>> Start GIVEN TEXT
You see, I did manage to stick some weaving into this post nonetheless!😜

This is a year of projects (YOP) update. YOP is a Ravelry Group, and an idea – make a plan for the year ahead for all your fibre activities, then update your blog every week if you manage. The objective is to keep track of progress on any fiber crafts with maximum flexibility: post, don’t post, follow your list, change it – so really it is just an opportunity to get to know of more blogs and activities of those who share a passion for anything fibre crafts.

Year Of Projects: week 8

You may recall that last week I was looking for suggestions of which of three drafts to use for a scarf, which is intended to be a sampler for yardage I will weave later (by the way, “yardage” means “fabric for sewing”).

I did try to alternate all three, but it didn’t quite work, at least not with the yarn I am using (Baa Ram Ewe Titus, a fingering weight yarn which is a blend of Wensleydale, Bluefaced Leicester and British Alpaca) – and in fact this probably won’t work as a sampler either, as the yarn I will use for the yardage is much finer, and with a different composition.

Still, I got going with this scarf, and I am quite enjoying the process!

Eventually I decided to have two repeatitions of the base 44 picks followed by two repetitions of the same 44 picks in reverse order, and this is how the draft looks:

My draft

My draft was inspired by the beautiful “A winter Confection” by Sandra Hutton, published in the Jan-Feb 2019 issue of Handwoven Magazine. That is for 8 shafts, and there is no way to obtain something so rich and complex with four shafts, or at least I haven’t been able to, but I am still happy.
>> End GIVEN TEXT
>> Start STORED DATA
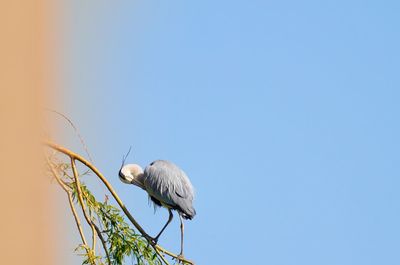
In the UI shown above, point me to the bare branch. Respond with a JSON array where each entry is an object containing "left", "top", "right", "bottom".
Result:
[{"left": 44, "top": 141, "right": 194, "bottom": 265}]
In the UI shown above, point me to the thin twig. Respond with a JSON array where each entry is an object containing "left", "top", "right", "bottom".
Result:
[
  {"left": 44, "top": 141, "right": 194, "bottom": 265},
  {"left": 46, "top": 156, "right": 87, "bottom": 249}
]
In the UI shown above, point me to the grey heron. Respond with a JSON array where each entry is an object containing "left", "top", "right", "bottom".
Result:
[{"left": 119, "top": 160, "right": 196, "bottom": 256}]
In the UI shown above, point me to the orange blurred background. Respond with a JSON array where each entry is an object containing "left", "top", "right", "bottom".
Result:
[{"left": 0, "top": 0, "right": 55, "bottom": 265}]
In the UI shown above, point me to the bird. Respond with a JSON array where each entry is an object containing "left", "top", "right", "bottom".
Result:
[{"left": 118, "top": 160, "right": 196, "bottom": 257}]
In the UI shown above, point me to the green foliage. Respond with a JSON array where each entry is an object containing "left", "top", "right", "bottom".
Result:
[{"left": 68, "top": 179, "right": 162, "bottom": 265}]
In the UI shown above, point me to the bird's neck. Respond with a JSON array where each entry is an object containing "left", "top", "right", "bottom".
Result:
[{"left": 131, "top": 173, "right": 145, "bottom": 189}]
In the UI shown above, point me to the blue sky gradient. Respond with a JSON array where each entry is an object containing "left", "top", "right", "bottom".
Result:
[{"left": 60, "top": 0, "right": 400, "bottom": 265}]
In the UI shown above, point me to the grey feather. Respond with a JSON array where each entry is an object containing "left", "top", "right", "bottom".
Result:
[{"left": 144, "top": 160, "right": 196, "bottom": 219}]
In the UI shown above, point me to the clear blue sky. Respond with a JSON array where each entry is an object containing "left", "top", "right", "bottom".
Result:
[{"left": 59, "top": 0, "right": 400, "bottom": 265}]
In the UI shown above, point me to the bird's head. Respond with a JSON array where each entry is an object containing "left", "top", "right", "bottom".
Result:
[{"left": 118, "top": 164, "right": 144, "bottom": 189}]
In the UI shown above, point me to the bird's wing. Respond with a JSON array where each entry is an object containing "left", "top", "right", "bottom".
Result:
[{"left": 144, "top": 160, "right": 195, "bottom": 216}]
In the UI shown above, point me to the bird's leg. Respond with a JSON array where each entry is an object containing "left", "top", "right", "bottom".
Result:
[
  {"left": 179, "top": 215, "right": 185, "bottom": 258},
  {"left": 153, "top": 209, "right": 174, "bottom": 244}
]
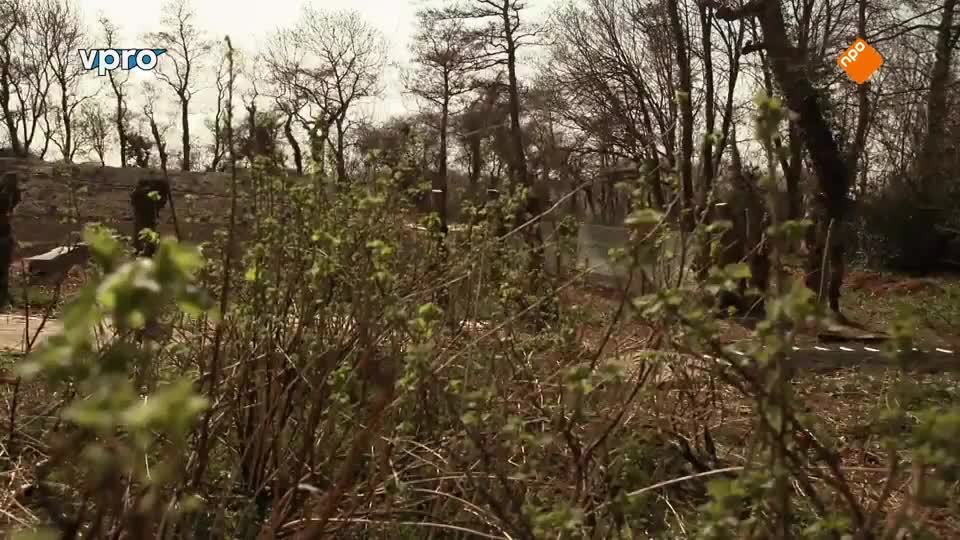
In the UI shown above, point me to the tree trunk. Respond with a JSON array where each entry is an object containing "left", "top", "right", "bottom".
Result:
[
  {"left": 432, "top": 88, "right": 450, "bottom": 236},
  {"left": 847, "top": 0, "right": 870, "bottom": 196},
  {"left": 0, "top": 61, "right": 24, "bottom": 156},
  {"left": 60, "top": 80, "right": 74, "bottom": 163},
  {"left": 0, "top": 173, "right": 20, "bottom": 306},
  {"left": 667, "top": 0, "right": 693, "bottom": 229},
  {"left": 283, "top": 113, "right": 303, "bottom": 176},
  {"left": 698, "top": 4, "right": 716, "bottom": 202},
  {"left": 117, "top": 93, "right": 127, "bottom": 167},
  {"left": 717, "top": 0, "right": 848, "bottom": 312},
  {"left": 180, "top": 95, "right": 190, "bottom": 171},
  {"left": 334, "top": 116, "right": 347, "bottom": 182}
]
>> End STORED DATA
- EXERCISE GOAL
Rewrite the paragraph of the weaving post above that begins "This is a year of projects (YOP) update" as a short bulleted list that keeps its main facts.

- OUTPUT OF THE EXERCISE
- This post is a Year of Projects (YOP) update.
- YOP is a Ravelry group and an idea: plan all your fiber activities for the year ahead, then update your blog every week if you can.
- The goal is to track progress on any fiber crafts with maximum flexibility. You can post or not, and you can follow your list or change it.
- Above all, it is a chance to discover more blogs and activities from people who share a passion for fiber crafts.